Adjustment of Cable Statutory License Royalty Rates

AGENCY: Copyright Office, Library of Congress.

[[Page 16307]]


ACTION: Request for notices of intention to participate, and 
announcement of negotiation period.

-----------------------------------------------------------------------

SUMMARY: The Copyright Office of the Library of Congress announces the 
deadline for filing Notices of Intent to Participate in a CARP 
proceeding to adjust the rates for the cable statutory license and 
announces the dates of the 30-day negotiation period.

DATES: Comments on the petition and Notices of Intent to Participate 
are due no later than April 29, 2005. The 30-day negotiation period 
begins May 4, 2005 and ends on June 3, 2005. Written notification of 
the status of settlement negotiations due no later than June 6, 2005.

ADDRESSES: If hand delivered by a private party, an original and five 
copies of the comments on the petition, Notices of Intent to 
Participate, and/or written notification of status of settlement 
negotiations should be addressed to: Copyright Office General Counsel/
CARP, U.S. Copyright Office, James Madison Memorial Building, Room LM-
401, 101 Independence Avenue, SE., Washington, DC 20059-6000; then 
delivered Monday through Friday, between 8:30 a.m. and 5 p.m., to the 
Public Information Office located at the same address. If hand 
delivered by a commercial courier (excluding Federal Express, United 
Parcel Service and similar corporate courier services), an original and 
five copies of the comments on the petition, Notices of Intent to 
Participate, and/or written notification of status of settlement 
negotiations should be addressed to: Copyright Office General Counsel/
CARP, Room 403, James Madison Memorial Building, 101 Independence 
Avenue, SE., Washington, DC.; then delivered by a courier showing 
proper identification, e.g., a valid driver's license, Monday through 
Friday between 8:30 a.m. and 4 p.m. to the Congressional Courier 
Acceptance Site (CCAS) located at Second and D Street, NE., Washington, 
DC. If sent through the U.S. Postal Service, an original and five 
copies of the comments on the petition, Notices of Intent to 
Participate, and/or written notification of status of settlement 
negotiations should be addressed to: Copyright Arbitration Royalty 
Panel, P.O. Box 70977, Southwest Station, Washington, DC 20024-0977.

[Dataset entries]
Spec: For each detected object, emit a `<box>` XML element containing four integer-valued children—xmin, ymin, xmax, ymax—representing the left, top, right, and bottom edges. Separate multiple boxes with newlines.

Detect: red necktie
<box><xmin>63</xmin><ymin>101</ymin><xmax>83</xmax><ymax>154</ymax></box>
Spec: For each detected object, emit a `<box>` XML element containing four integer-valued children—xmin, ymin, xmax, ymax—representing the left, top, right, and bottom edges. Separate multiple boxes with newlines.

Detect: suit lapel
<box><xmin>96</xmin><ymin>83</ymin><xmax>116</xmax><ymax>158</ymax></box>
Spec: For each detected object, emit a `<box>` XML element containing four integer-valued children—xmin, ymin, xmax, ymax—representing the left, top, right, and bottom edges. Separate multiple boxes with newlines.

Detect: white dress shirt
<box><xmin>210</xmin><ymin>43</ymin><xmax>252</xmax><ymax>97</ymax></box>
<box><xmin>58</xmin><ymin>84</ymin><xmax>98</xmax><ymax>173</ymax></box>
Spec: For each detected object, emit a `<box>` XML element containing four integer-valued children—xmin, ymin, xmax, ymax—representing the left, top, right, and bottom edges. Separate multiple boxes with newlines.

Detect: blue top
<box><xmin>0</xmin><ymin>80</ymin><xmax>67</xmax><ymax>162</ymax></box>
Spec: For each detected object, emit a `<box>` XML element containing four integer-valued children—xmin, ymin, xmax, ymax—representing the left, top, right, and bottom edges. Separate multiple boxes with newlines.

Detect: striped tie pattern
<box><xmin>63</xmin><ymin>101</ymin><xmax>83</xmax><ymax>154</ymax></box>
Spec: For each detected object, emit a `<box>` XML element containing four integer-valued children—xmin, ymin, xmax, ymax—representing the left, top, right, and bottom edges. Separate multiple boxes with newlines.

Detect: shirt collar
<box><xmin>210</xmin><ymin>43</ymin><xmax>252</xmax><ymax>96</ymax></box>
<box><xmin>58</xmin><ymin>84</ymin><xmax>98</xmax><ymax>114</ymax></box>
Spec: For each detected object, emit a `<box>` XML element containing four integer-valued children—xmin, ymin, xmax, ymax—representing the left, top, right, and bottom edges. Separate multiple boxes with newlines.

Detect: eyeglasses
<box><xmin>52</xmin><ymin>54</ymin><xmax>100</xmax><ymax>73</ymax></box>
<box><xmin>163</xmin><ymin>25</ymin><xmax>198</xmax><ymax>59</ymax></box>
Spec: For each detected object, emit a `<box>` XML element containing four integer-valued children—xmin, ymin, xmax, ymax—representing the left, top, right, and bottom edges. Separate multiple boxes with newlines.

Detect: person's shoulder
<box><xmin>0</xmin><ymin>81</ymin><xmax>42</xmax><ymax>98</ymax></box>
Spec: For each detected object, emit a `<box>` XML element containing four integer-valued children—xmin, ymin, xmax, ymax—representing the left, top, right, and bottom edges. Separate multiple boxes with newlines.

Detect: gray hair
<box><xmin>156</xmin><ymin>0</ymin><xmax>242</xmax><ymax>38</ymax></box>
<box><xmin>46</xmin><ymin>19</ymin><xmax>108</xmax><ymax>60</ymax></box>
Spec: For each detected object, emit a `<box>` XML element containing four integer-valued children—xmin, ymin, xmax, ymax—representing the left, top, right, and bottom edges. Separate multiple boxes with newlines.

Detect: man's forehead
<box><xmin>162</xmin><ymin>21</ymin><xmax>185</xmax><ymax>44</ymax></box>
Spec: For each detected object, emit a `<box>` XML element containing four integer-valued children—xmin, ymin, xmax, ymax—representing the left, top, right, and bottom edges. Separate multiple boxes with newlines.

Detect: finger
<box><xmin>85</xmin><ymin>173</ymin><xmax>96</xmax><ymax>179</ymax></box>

§ **Objective A**: Change "30-day" to "45-day" in the cable royalty notice and write out the passage from "SUMMARY: The Copyright" to "June 6, 2005.".
§ **Objective B**:
Answer these questions from the cable royalty notice:
(i) By what date are Notices of Intent to Participate due?
(ii) How many copies besides the original must accompany each filing?
(iii) What P.O. Box number is given for filings sent through the U.S. Postal Service?

§ **Written response A**:
SUMMARY: The Copyright Office of the Library of Congress announces the 
deadline for filing Notices of Intent to Participate in a CARP 
proceeding to adjust the rates for the cable statutory license and 
announces the dates of the 45-day negotiation period.

DATES: Comments on the petition and Notices of Intent to Participate 
are due no later than April 29, 2005. The 45-day negotiation period 
begins May 4, 2005 and ends on June 3, 2005. Written notification of 
the status of settlement negotiations due no later than June 6, 2005.

§ **Written response B**:
(i) April 29, 2005
(ii) Five
(iii) P.O. Box 70977